▶ [INSTRUCTIONS FOR THE TASK]: Each record must appear in the answer exactly as it does in the data.

▶ [DATA SHOWN]:
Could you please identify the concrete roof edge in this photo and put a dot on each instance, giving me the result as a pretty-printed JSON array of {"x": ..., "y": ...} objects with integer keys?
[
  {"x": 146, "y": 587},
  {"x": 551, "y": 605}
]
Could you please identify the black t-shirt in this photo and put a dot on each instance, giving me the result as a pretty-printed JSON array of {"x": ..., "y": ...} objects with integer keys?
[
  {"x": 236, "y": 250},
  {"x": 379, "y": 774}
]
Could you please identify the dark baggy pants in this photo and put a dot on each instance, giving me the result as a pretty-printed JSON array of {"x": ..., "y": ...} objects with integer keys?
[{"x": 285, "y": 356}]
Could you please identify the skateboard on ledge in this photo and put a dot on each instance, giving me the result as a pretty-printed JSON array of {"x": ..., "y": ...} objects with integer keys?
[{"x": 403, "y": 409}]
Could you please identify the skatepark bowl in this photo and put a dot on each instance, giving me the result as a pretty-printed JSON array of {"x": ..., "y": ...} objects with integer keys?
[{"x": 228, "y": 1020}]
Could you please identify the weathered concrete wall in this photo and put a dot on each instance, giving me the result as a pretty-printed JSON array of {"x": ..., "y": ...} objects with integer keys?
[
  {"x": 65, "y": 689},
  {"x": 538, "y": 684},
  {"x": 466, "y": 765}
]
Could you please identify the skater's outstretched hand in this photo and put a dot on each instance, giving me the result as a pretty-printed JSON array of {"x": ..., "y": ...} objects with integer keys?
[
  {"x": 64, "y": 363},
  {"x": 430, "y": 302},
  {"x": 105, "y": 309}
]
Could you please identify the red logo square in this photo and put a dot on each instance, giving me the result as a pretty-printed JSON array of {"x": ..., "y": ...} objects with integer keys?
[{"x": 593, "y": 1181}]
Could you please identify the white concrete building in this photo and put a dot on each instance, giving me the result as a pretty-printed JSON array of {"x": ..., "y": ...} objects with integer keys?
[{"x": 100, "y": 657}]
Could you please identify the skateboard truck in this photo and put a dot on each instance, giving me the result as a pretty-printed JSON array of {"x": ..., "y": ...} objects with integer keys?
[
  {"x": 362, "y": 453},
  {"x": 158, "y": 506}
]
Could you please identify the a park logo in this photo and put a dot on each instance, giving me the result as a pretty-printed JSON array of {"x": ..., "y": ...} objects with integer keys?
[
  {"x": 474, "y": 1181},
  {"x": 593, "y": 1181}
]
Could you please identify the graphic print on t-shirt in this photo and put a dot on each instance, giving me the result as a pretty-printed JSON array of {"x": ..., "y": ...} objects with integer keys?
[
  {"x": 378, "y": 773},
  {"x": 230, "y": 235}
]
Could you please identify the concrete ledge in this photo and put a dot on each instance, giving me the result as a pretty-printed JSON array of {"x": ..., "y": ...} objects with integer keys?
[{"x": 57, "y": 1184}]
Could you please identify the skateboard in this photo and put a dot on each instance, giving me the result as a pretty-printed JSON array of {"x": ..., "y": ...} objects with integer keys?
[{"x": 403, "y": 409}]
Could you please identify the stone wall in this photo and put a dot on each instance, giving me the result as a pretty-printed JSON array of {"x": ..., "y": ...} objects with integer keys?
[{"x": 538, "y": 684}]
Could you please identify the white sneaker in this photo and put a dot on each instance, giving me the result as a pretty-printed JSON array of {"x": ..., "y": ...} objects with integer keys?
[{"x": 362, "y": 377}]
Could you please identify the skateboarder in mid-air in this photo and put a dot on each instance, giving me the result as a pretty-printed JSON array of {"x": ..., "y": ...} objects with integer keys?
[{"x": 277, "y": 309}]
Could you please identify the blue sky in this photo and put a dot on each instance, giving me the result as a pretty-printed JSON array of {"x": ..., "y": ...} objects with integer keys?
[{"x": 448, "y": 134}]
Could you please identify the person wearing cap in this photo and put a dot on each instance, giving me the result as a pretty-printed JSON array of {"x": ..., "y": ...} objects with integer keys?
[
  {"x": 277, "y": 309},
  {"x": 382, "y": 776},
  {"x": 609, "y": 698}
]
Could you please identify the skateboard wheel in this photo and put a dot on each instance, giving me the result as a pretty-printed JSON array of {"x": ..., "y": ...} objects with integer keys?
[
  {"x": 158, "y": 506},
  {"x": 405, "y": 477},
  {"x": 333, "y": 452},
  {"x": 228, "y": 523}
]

▶ [ANSWER FOR THIS EXERCISE]:
Could you please identify the concrete roof edge in this photo and put a dot on each instance, giving me the result as a pretty-printed JSON array of {"x": ..., "y": ...} objects with integer keys?
[
  {"x": 146, "y": 587},
  {"x": 551, "y": 605}
]
Could you please identify the black t-shirt in this photo and put a dot on each instance, giving me the result as a pretty-printed JSON array of {"x": ..., "y": ...} objects with integer keys?
[
  {"x": 236, "y": 250},
  {"x": 379, "y": 774}
]
Could you please identify the dark baggy pants in this photo and put a dot on each instance, giving me the result as a pretty-printed JSON array of {"x": ..., "y": ...} objects with integer keys?
[{"x": 285, "y": 356}]
Could you please identify the skateboard on ledge in this photo and put a dot on each instance, giving me the result as a pretty-printed JSON array of {"x": ..., "y": ...} objects with integer keys?
[{"x": 403, "y": 409}]
Could you please identify the skatepark bowl in this photo and put a dot on each instance, giving me the result as a pretty-printed JSON array of {"x": ..., "y": ...} objects with integer keys?
[{"x": 228, "y": 1020}]
Could you please identify the weathered concrete wall in this photo and put a dot on each instance, giving me the result as a pretty-printed JSON array of {"x": ..., "y": ...} objects with integer keys?
[
  {"x": 65, "y": 689},
  {"x": 538, "y": 684},
  {"x": 466, "y": 765}
]
Could you please identify the skater's outstretched hand in this photo and put a dot on each instance, giving me the result as a pretty-printed JSON array of {"x": ..., "y": ...} objects with integer keys?
[
  {"x": 64, "y": 363},
  {"x": 430, "y": 302},
  {"x": 105, "y": 309}
]
Could you please identify the red logo square in this photo and put a dot on each instance, giving me the result as a pretty-printed JSON array of {"x": ..., "y": ...} objects with integer keys?
[{"x": 593, "y": 1181}]
Could you please identify the white concrete building in this photo and put a dot on each instance, giving me the result as a pretty-printed JSON array of {"x": ..., "y": ...} objects with integer keys?
[{"x": 100, "y": 657}]
Could you please identify the skateboard truck in this photo and put a dot on each instance, giving me the result as a pretty-printed JSON array of {"x": ..., "y": ...} objects with integer keys?
[
  {"x": 362, "y": 453},
  {"x": 158, "y": 506}
]
Could you please identify the a park logo in this photo and put a dot on each instance, giving me the result as a pretty-printed JSON array of {"x": ..., "y": ...} objects with integer keys?
[
  {"x": 474, "y": 1181},
  {"x": 593, "y": 1181}
]
Could you please identify the graphic print on t-shirt in this photo and put a dot on each instance, giving me the result as a pretty-printed JSON array of {"x": ..., "y": ...} objects with integer keys?
[
  {"x": 378, "y": 773},
  {"x": 230, "y": 235}
]
Could you please identify the concrete ledge in this photo and put a dot on each instance, giving me the result as a pretty-printed JSON array of {"x": ..., "y": ...} objects with integer keys?
[{"x": 57, "y": 1184}]
Could you please identify the skateboard in this photo and put a dot on each instance, giving me the result as a pretty-printed JSON array of {"x": ..., "y": ...} objects with integer keys?
[{"x": 403, "y": 409}]
Could you please identify the stone wall in this photo and put a dot on each instance, giving me the result as a pretty-printed JSON array of {"x": ..., "y": ...} objects with integer keys?
[{"x": 538, "y": 684}]
Could you please identify the white sneaker in this photo and put a dot on each instance, giving me the result as a pretty-printed JSON array of {"x": ..., "y": ...} objects with integer keys?
[{"x": 362, "y": 377}]
Could you please identify the skateboarder in mid-air in this photo and put a dot on each instance, giving me the result as a pretty-printed JSON array of {"x": ..., "y": ...} objects with integer keys?
[{"x": 277, "y": 309}]
Could you please identify the blue sky in this photo and put a dot on each instance, giving me the result as a pretty-printed JSON array of {"x": ..., "y": ...} objects with integer keys?
[{"x": 448, "y": 134}]
Could you please identify the person wearing cap in this photo and put a dot on each instance, giving me the result as a pretty-printed JSON array of {"x": ..., "y": ...} objects with integer keys?
[
  {"x": 277, "y": 309},
  {"x": 382, "y": 776},
  {"x": 609, "y": 698}
]
Could you please identify the skateboard wheel in this photo and put a dot on each instance, giving me the result as a pretty-printed JSON array of {"x": ..., "y": ...} objects with integer keys?
[
  {"x": 158, "y": 506},
  {"x": 405, "y": 477},
  {"x": 333, "y": 452},
  {"x": 228, "y": 523}
]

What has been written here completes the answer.